> TASK GOAL: Exact reproduction of the data is required, with images excluded.

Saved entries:
+---+

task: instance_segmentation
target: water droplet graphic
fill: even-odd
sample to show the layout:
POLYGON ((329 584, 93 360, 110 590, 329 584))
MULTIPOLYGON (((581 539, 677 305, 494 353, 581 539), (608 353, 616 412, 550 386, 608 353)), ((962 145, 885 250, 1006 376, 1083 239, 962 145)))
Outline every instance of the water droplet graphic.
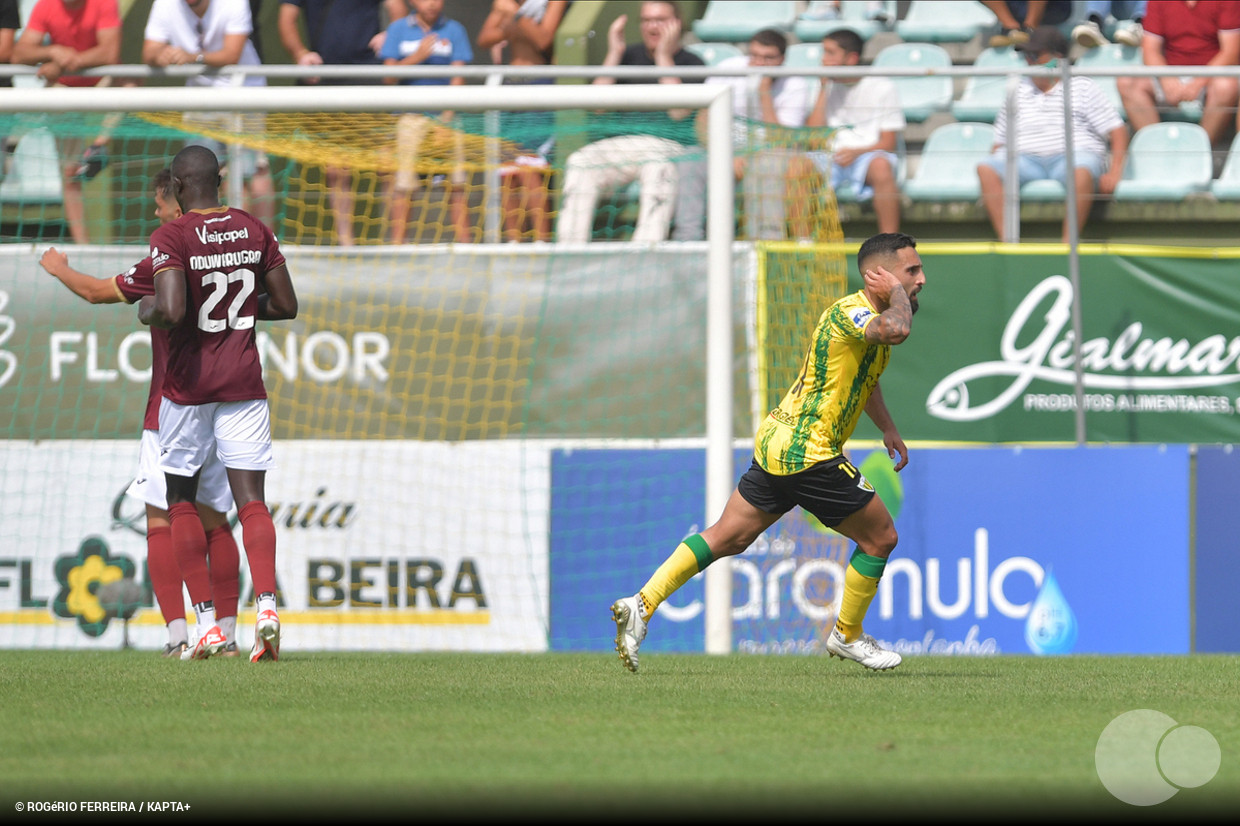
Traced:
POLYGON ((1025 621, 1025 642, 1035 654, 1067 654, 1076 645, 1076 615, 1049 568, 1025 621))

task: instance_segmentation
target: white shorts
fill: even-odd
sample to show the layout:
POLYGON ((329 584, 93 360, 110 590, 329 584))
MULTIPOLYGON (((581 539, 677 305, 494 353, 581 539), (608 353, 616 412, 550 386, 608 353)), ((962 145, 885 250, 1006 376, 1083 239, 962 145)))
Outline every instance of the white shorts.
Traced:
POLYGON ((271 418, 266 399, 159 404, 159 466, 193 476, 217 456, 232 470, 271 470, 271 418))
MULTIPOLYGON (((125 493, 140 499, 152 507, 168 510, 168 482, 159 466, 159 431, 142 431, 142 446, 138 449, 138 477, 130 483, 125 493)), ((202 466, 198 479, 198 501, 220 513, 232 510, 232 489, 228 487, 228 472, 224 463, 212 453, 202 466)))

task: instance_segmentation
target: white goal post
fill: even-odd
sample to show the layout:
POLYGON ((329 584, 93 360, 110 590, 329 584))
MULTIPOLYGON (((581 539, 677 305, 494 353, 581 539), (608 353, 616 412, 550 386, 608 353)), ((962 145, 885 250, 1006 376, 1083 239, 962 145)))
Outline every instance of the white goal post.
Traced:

+---+

> TASK RESULT:
task: instance_segmentation
target: water droplet graphic
fill: even-odd
sample to show the layout:
POLYGON ((329 584, 93 360, 110 590, 329 584))
MULTIPOLYGON (((581 539, 677 305, 494 353, 581 539), (608 353, 616 412, 550 386, 608 353)), ((962 145, 885 250, 1006 376, 1083 239, 962 145)))
Outline every instance of the water droplet graphic.
Traced:
POLYGON ((1025 621, 1025 642, 1035 654, 1067 654, 1076 645, 1076 615, 1049 568, 1025 621))

task: instance_segmentation
target: white shorts
fill: even-odd
sample to show the layout:
POLYGON ((329 584, 93 360, 110 590, 329 584))
MULTIPOLYGON (((581 539, 677 305, 494 353, 581 539), (608 353, 616 412, 550 386, 608 353)), ((962 145, 885 250, 1006 376, 1083 239, 962 145)))
Outline every instance of the white shorts.
Traced:
POLYGON ((271 418, 266 399, 159 404, 159 466, 193 476, 217 456, 232 470, 271 470, 271 418))
MULTIPOLYGON (((125 493, 140 499, 152 507, 168 510, 168 482, 159 466, 159 431, 142 431, 142 446, 138 449, 138 477, 130 483, 125 493)), ((202 466, 198 479, 198 501, 220 513, 232 510, 232 489, 228 487, 228 472, 224 463, 212 453, 202 466)))

task: instance_segmentation
target: white goal post
fill: even-odd
sample to show the layout:
POLYGON ((329 584, 93 360, 110 590, 329 584))
MULTIPOLYGON (((581 539, 677 305, 494 353, 581 539), (608 353, 616 412, 550 386, 608 353)), ((962 145, 885 250, 1006 376, 1083 239, 962 145)))
Outline every instance of the white goal post.
Traced:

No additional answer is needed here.